EXCERPT PROVIDED>
# BIOS save through command-line



## OzoZoz (Mar 5, 2011)

Is there any way for GPU-Z to save the graphics card's BIOS from the command-line?
If not, is there any other utility that can do it?

Note: I know I can save the BIOS using GPU-Z's GUI.  I am looking for a programmatic way through some API or script, i.e. without using the mouse.

Thanks,

Ozo.


----------



## Chewers (Mar 5, 2011)

Use Nvflash to save bios by cmd > nvflash --save filename.rom


----------



## OzoZoz (May 7, 2011)

I forgot to precise that it needs to support fermi (GTX 580) and run under Windows 7 64-bit.
I see that the latest NvFlash (v5.100.0.1) would probably support the GTX 580, but does not work under Windows.

The last NvFlash version that works under Windows is v5.95.0.1.  And from what I can read, that version would not support the GTX 580.   

Is there any other way to dump the BIOS of a GTX 580 under Windows, and without using a mouse ?

EXERCISE A> Determine how many lines in the rows below contain the word "arched". Give only the number.

DATASET ENTRIES>
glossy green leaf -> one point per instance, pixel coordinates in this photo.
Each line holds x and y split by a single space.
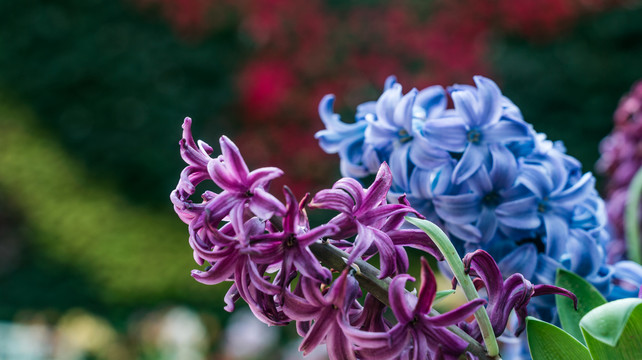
548 342
442 294
588 298
613 331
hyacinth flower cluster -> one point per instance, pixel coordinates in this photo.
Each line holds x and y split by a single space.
481 172
287 270
620 160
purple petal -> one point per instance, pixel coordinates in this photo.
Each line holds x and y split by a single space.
224 178
265 205
481 264
220 271
556 235
334 199
261 177
353 188
317 233
298 308
310 267
545 289
233 159
339 348
317 333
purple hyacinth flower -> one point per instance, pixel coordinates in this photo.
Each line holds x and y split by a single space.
241 186
364 212
427 334
290 246
504 296
330 313
229 251
481 120
197 157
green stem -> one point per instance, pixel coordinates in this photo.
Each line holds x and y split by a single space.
450 254
631 218
368 277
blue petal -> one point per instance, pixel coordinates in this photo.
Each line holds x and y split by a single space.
447 133
519 213
504 170
556 235
505 131
433 100
403 111
487 224
474 156
576 193
536 179
458 209
467 107
490 98
521 260
399 167
426 154
386 105
583 253
480 182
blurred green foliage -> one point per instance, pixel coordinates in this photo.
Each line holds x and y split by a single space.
88 244
88 145
114 84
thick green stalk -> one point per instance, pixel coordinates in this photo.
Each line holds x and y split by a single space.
368 277
450 254
631 218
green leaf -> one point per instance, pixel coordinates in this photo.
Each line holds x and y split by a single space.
588 298
548 342
614 330
442 294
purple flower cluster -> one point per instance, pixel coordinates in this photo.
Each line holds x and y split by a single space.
481 173
264 247
621 158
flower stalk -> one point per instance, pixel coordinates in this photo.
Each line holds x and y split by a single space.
455 263
368 277
632 211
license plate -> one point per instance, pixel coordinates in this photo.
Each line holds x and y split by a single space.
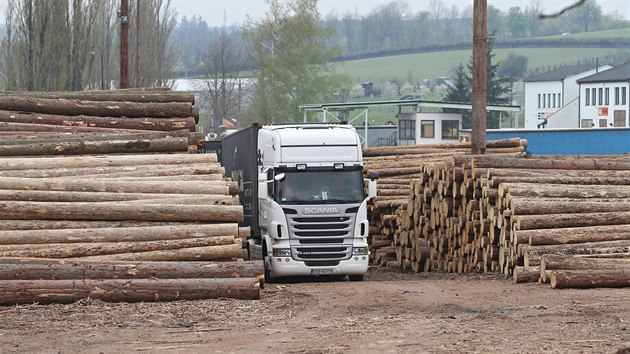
325 271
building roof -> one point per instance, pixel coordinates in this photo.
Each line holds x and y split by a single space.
616 74
560 73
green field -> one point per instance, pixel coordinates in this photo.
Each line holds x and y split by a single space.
420 66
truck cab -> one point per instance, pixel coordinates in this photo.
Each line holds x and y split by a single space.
310 213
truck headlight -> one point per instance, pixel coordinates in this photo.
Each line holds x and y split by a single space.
359 251
282 252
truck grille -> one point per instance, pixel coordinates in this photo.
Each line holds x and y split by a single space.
321 240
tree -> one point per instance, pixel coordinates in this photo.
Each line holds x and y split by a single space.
516 22
497 93
291 56
460 92
221 69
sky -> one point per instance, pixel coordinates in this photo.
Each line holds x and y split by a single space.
234 12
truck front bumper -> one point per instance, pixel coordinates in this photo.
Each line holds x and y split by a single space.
286 266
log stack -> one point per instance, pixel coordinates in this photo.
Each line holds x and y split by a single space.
426 220
134 218
504 213
98 122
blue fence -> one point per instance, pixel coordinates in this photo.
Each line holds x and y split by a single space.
570 141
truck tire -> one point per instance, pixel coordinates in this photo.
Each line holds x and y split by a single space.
356 277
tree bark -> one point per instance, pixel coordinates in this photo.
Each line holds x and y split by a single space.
117 234
96 108
553 221
125 122
54 269
210 253
110 95
113 186
586 279
119 211
73 250
104 160
131 290
97 147
540 206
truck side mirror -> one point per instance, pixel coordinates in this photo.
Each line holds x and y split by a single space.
372 184
262 186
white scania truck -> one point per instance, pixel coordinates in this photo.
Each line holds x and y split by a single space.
302 191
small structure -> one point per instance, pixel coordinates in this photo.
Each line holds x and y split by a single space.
604 100
555 93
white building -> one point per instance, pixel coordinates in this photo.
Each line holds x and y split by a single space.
604 98
428 128
551 98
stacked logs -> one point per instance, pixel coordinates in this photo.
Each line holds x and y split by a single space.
572 206
146 120
415 218
500 213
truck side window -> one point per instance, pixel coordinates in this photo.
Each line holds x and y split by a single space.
270 185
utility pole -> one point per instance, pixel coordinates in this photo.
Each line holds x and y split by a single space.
137 43
124 43
480 77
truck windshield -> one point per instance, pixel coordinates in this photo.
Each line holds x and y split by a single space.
320 187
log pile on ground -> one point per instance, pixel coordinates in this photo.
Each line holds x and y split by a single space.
98 122
70 226
136 202
500 213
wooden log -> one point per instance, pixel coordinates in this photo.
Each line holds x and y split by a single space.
35 224
63 196
116 234
586 279
99 147
573 235
96 108
210 253
110 95
496 161
73 250
130 290
169 123
526 274
539 206
103 161
55 269
113 186
563 191
120 211
119 171
551 221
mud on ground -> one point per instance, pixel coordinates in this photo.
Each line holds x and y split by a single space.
390 312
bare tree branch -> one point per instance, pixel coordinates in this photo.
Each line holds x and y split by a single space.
553 15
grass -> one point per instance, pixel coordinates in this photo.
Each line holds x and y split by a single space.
415 67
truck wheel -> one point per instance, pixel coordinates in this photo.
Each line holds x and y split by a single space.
355 277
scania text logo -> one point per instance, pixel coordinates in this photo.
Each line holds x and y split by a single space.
331 210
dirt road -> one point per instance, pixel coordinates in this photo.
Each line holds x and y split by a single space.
390 312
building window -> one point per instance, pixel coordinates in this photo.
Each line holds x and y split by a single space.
616 95
450 130
407 129
428 129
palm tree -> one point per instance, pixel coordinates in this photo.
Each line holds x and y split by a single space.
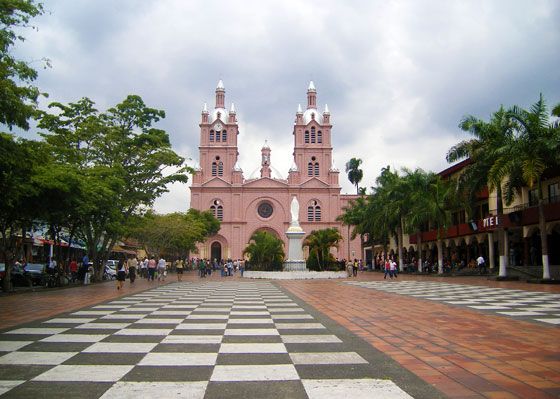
437 202
320 243
355 174
491 140
265 250
535 147
417 183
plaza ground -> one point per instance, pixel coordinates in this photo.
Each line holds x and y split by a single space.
428 348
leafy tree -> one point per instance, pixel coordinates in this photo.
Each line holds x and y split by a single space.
265 251
355 174
20 204
122 160
18 97
320 243
491 140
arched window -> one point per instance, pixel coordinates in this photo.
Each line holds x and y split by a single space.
310 213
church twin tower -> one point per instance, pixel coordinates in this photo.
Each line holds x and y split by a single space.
263 202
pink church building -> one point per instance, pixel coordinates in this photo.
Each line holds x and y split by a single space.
262 202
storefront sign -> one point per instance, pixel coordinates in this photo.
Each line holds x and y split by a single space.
490 221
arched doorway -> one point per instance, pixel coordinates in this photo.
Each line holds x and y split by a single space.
216 251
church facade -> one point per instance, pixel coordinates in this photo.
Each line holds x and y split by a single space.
262 202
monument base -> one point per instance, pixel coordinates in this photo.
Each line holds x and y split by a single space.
294 266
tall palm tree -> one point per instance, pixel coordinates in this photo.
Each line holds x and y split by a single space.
265 250
417 183
535 147
355 174
491 140
437 202
320 243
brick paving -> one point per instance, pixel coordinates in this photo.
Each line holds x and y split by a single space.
465 354
462 353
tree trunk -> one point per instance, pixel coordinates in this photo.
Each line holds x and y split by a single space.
501 234
544 240
440 255
419 244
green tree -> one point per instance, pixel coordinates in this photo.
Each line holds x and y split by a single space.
122 159
535 148
355 174
491 140
18 96
320 243
20 205
265 251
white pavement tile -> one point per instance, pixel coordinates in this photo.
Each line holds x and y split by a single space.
103 326
253 348
192 339
6 385
201 326
144 331
103 373
179 359
75 338
37 331
275 372
298 326
251 331
310 339
353 388
69 320
10 346
327 358
120 347
150 390
40 358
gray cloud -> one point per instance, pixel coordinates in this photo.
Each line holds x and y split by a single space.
397 76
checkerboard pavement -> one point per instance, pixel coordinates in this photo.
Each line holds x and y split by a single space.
189 340
540 307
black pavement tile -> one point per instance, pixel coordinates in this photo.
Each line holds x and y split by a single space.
22 372
55 347
253 358
253 389
187 348
169 373
105 359
56 390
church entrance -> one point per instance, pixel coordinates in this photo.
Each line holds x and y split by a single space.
216 252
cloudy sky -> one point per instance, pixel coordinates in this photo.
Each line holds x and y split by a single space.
397 75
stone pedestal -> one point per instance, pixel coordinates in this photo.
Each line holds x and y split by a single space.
295 260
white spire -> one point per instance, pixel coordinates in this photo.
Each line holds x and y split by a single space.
311 86
294 167
333 167
237 168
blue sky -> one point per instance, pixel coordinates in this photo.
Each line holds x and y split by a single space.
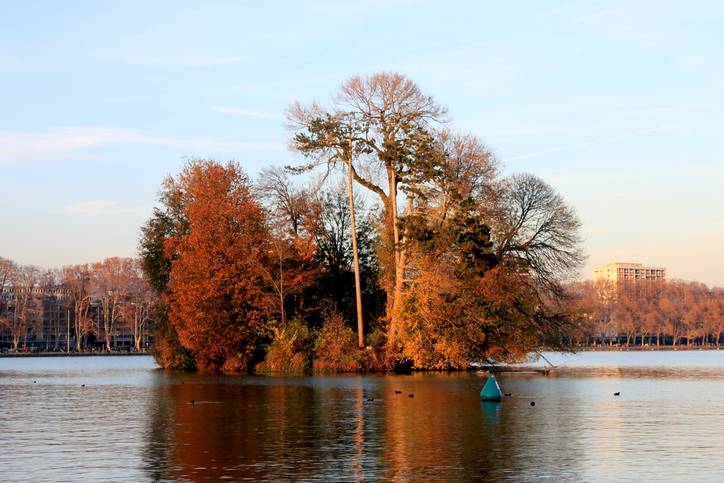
617 104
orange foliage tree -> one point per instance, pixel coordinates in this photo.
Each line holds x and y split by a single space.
216 298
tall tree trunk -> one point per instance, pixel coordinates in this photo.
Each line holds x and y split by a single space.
397 293
355 255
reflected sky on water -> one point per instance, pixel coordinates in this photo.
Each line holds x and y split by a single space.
131 422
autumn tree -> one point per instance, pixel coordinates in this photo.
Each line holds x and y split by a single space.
217 245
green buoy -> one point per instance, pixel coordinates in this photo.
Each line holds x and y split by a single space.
491 390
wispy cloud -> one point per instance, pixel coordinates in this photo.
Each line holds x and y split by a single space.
90 207
74 142
193 61
588 143
247 112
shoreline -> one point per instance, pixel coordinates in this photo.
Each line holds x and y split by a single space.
72 354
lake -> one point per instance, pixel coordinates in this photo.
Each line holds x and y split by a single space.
120 419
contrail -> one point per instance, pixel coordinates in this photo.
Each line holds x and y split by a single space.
588 143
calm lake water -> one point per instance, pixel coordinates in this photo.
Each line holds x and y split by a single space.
132 422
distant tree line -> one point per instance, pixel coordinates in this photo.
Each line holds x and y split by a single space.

EXERCISE B> Reproduce the thread on saving a graphics card BIOS between "## OzoZoz (Mar" and "that can do it?", inclusive, substituting "tool" for "utility".

CORRECT RESPONSE A> 2

CORRECT RESPONSE B>
## OzoZoz (Mar 5, 2011)

Is there any way for GPU-Z to save the graphics card's BIOS from the command-line?
If not, is there any other tool that can do it?